Omit the pictures, but give back every entry below exactly as written.

(Stored data entries)
* * * *

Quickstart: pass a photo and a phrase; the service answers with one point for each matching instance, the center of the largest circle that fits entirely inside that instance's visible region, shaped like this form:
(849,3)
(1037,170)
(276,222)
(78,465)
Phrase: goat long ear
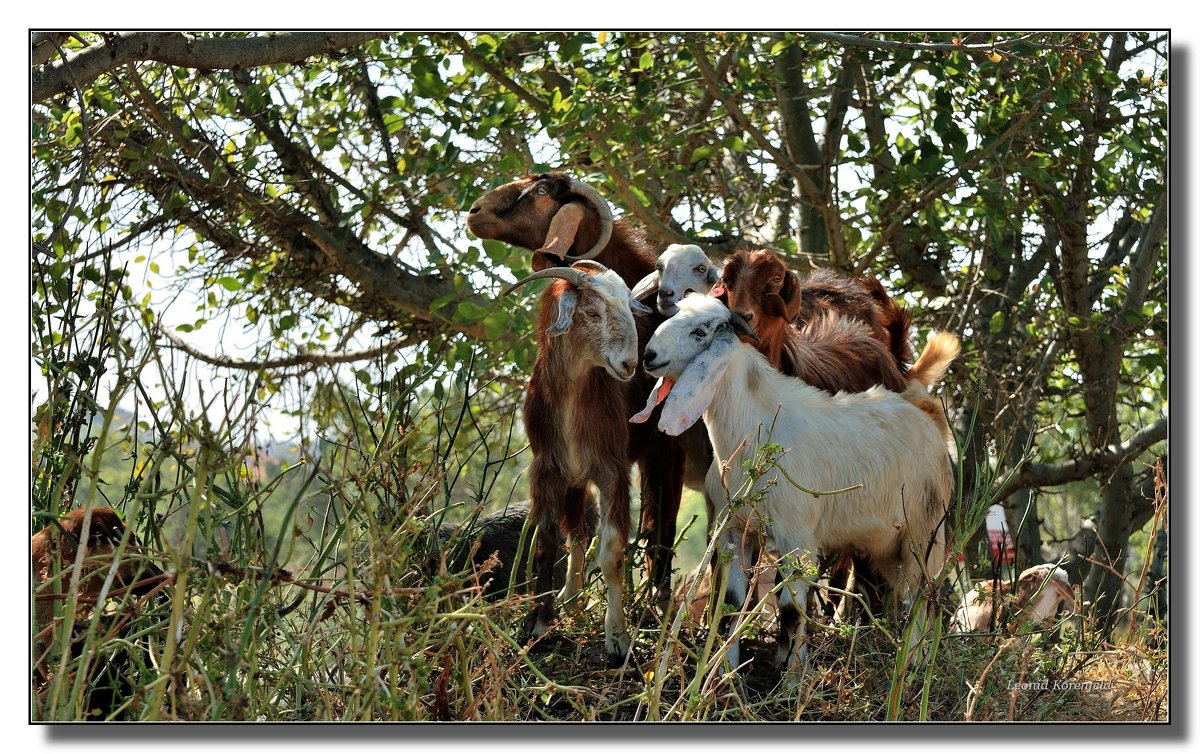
(567,303)
(786,304)
(563,227)
(696,386)
(646,286)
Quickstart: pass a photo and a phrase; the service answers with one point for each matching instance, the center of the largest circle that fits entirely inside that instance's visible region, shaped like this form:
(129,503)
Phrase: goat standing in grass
(837,334)
(587,353)
(563,220)
(875,442)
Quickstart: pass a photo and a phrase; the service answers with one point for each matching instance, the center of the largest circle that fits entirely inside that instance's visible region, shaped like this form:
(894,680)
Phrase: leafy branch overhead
(1009,187)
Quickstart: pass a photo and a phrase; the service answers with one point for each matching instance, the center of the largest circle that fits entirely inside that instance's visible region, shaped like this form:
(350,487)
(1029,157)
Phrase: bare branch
(1107,459)
(310,359)
(183,49)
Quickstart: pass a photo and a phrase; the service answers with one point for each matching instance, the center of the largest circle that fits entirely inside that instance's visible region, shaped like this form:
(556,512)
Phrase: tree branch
(311,359)
(906,209)
(861,41)
(183,49)
(1107,459)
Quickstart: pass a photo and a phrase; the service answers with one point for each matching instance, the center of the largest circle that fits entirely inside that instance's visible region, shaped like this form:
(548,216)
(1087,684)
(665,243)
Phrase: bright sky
(617,13)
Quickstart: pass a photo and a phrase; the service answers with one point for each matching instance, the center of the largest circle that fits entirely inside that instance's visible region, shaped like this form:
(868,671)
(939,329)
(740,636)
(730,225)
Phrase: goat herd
(820,367)
(817,366)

* * * *

• [Answer]:
Quickstart: pass a photo and a phrase; the service answers with one point for each matching instance, the center of the largest circle that fits entirely inside that instance's visible region, shaped like this form:
(849,3)
(1037,170)
(276,222)
(78,465)
Phrase: goat long ear
(567,303)
(786,304)
(563,227)
(696,386)
(646,286)
Quickstart: pass a photo and a phrase; the service answers with one point for each matching instance, the center of the largest circle that fits entirely inside that instance's visible region, shaped like this form:
(129,503)
Phrase: goat standing in grass
(837,334)
(587,353)
(563,220)
(875,442)
Quickstart: pass a photo and a phrase; the service answers with one point for each matching instance, the center of the largest circle that fits entirely inside that instance's visible region, shaped like this form:
(894,680)
Phrase: leafy branch overhead
(1009,187)
Quickstart: pass a photo and a phrase; the service answers with one point for each matching instance, the center of the largest circle that fits entirely inside that instance's visible region, shaped like this form:
(350,487)
(1029,157)
Phrase: bare branch
(1107,459)
(310,359)
(183,49)
Quickstart: pass a photo and a phrase; the service answers with one point for each matching instance, the center of the largest circle that fits entirely inside that instance's visible region, shaped like this form:
(556,512)
Phrase: tree branch
(311,359)
(906,209)
(861,41)
(183,49)
(1107,459)
Quickstart: pass a photo and a phrase; the service answers with one point for each matching instance, the center of the largest circle that fits entirely inside that instance's visible region, shaped like this form:
(548,216)
(1087,684)
(665,243)
Phrase: bright sky
(617,13)
Quickstart: pass a photo and a phrase; the service answers with one point for each matching instance, the center of the largest circle that fits entirely inside that instance's visible region, shaped like this form:
(868,671)
(939,329)
(740,636)
(730,225)
Phrase: goat herd
(820,367)
(817,366)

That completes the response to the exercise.